● **Problem to solve**:
Copy the lines below word for word, leaving out the pictures.

● **Exercise material**:

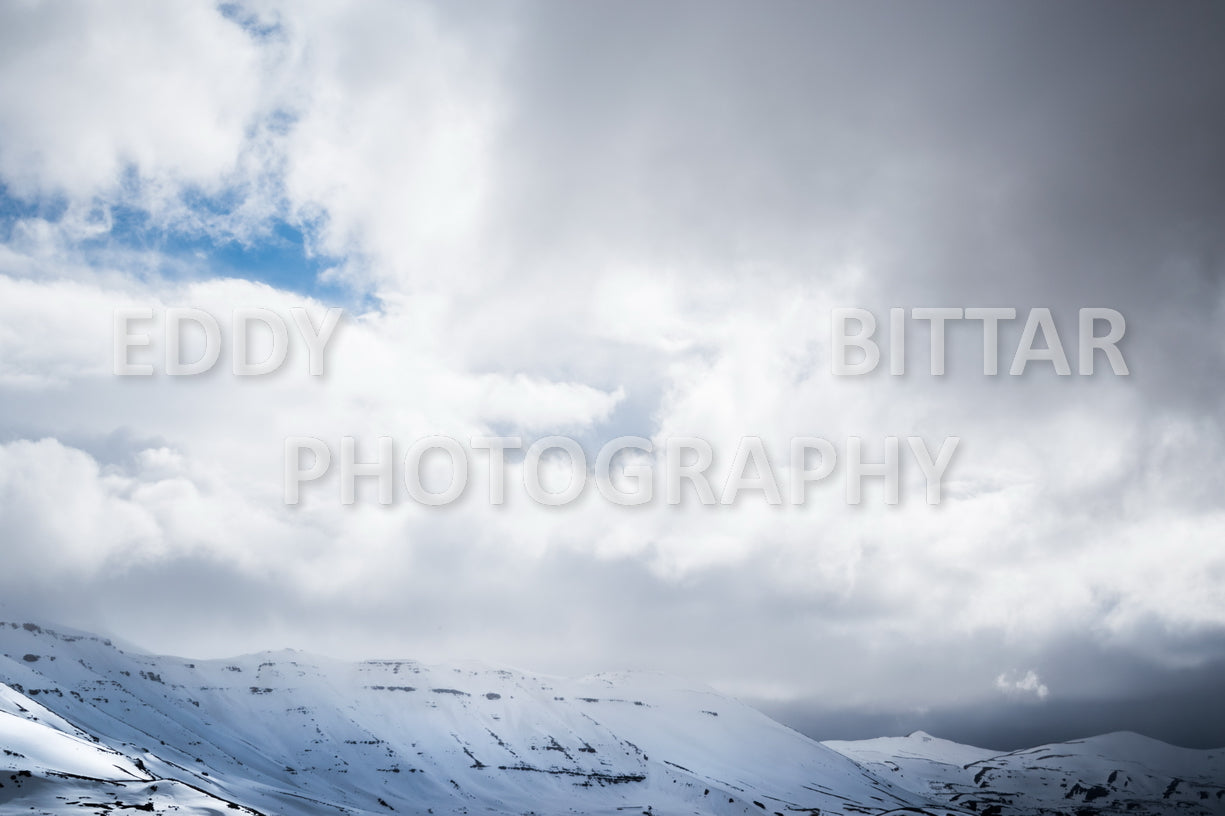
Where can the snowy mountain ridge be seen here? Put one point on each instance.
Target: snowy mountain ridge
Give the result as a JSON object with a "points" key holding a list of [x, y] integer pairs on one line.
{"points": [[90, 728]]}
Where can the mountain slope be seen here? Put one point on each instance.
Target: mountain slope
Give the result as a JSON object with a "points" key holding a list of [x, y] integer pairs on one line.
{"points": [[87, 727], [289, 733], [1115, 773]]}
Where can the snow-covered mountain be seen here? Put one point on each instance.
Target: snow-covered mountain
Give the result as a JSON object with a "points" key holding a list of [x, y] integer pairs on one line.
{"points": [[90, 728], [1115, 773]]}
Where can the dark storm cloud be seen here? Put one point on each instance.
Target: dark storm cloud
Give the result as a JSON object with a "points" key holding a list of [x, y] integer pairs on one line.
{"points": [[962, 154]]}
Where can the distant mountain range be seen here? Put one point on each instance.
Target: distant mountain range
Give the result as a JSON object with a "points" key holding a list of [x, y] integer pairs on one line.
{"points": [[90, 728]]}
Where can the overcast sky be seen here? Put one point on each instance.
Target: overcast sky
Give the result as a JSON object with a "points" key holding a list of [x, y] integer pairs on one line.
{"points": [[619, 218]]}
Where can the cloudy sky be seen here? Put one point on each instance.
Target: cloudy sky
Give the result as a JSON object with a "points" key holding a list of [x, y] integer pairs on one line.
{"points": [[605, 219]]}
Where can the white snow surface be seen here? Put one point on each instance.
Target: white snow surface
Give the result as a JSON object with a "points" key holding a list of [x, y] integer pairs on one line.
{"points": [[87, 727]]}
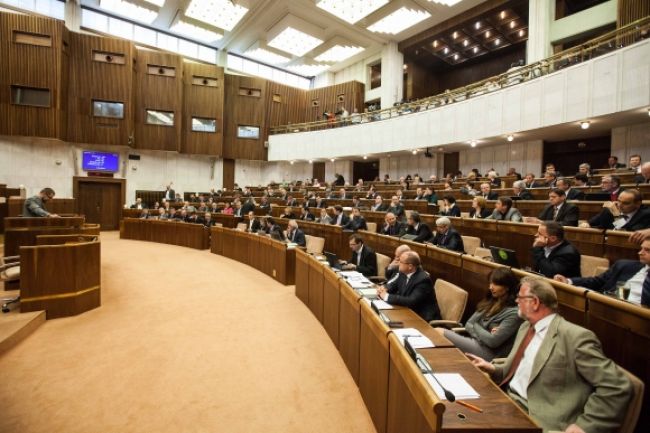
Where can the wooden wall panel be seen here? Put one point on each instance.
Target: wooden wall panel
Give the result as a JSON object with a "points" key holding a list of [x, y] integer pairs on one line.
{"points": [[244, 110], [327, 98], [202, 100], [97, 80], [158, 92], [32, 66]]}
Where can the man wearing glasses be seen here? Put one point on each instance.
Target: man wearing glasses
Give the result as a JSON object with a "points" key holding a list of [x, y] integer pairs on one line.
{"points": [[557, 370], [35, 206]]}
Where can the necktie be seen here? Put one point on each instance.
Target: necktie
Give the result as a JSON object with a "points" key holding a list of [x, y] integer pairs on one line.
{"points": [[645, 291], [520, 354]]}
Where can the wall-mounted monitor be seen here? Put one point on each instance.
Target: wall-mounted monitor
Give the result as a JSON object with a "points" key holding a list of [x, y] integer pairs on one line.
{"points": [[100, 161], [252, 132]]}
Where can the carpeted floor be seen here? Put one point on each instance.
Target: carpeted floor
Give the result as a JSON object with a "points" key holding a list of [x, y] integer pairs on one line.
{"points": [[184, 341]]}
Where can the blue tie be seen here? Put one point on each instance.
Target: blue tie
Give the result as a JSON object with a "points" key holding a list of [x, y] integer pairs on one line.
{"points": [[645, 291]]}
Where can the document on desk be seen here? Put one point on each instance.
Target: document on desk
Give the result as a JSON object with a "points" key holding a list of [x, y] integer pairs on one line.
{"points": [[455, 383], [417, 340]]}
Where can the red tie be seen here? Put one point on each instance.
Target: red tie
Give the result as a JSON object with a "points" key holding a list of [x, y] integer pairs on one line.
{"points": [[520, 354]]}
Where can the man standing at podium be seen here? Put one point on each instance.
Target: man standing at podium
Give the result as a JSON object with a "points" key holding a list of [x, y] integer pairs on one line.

● **Complete answer**:
Where can the snowy mountain ridge be seen here? Put one point on each instance.
Target: snowy mountain ridge
Give the result as a JSON object with a "points" key holding a list of [x, y] integer pairs on one line.
{"points": [[90, 728]]}
Where can the mountain slope be seen here? Put one point on each instance.
Target: mountain slope
Give the result as a JSON object with a "points" key holding a list of [x, y] integer pairs on one line.
{"points": [[87, 727], [289, 733], [1115, 773]]}
Where can the snow-covered mountain be seen here? Put one point on each instance.
Target: snow-covered mountain
Give the result as a JSON object with a "points" key holding a list of [x, y] integer pairs on one line.
{"points": [[90, 728], [1115, 773]]}
Where can the dark storm cloud be seen here? Put one point on each instance.
Target: dark storm cloud
Give the result as a JSON object with a "points" key holding a list of [x, y] integer pairs on one line.
{"points": [[962, 154]]}
Where can the distant mountain range be seen here? Put one point on each instance.
Target: distant mountain range
Give the result as a JSON object with a "points" key holding a list of [x, y] integer pairs on one line.
{"points": [[90, 728]]}
Where can the overcast sky be seen here? Put one point on each instance.
Target: overcast sky
Give the result as a JSON object with a "points" key holding a list of [x, y] integer pairs on one line.
{"points": [[619, 218]]}
Where can the cloudy sky be seen here? Put one point on each instance.
Target: cloudy sky
Give the result as a JSON object with a "points" key holding a list of [x, y] integer pairs on one line.
{"points": [[605, 219]]}
Where can the white snow surface be seen here? Put one point on each instance.
Target: white snow surface
Give the result as a JSON object with a "points" key holding a list of [x, y] integer pairs on one line.
{"points": [[87, 727]]}
Where can the wooden wall panel be seen here? Put one point on each instance.
Target: wooden wall panel
Give the result as a JSON object with a "points" key holding a list of [x, y] integer pairs on one line.
{"points": [[244, 110], [327, 98], [202, 100], [97, 80], [158, 92], [32, 66]]}
Where can the man wearing glasses be seen here? Put one point on each instance.
Target: man wearing glasses
Give the result as a JSON object with a "points" key holding a list of [x, y] integer pairs on one line.
{"points": [[557, 370], [35, 206]]}
Where can the necktie be seen here? Put one point on each instance.
Target: necktie
Give the result as a JSON object with a "points" key holding a list of [x, y] integer pairs on one line.
{"points": [[645, 291], [520, 354]]}
Where can the wall-mounted monitor be seen here? Put one point on each instance.
Target: wall-mounted monitor
Give the result as a JSON object with a "points" key holding a list of [x, y] integer pairs on one line.
{"points": [[100, 161], [252, 132]]}
Where can the carpeted floor be seen here? Put one point on each instance.
Target: carpeted floor
Give the result as a JSON object with a "points" key holding a list of [x, y] integer pairs on one line.
{"points": [[184, 341]]}
Where can the blue tie be seen here? Put one point on each instance.
Target: blue tie
Give the result as a JSON object with a "points" key holding a list of [x, y] integer pairs on one line.
{"points": [[645, 291]]}
Where can the document on desk be seen here? Put one point on each instance.
Target: document on desk
Give the result as a JSON object with a "points" key holding a list of [x, y] integer pairs on one line.
{"points": [[455, 383], [417, 340]]}
Where can the red tie be seen here? Put one point on each instance.
Target: red tie
Give the result as a JSON object with a "points" key holding a list of [x, y] integer pairs on one line.
{"points": [[520, 354]]}
Where can the man standing at podium be seen here? Put one point on each instance.
Target: man standing at podium
Give the result as a JSON object with a "points" key holding a list of [x, y] integer pairs on one line.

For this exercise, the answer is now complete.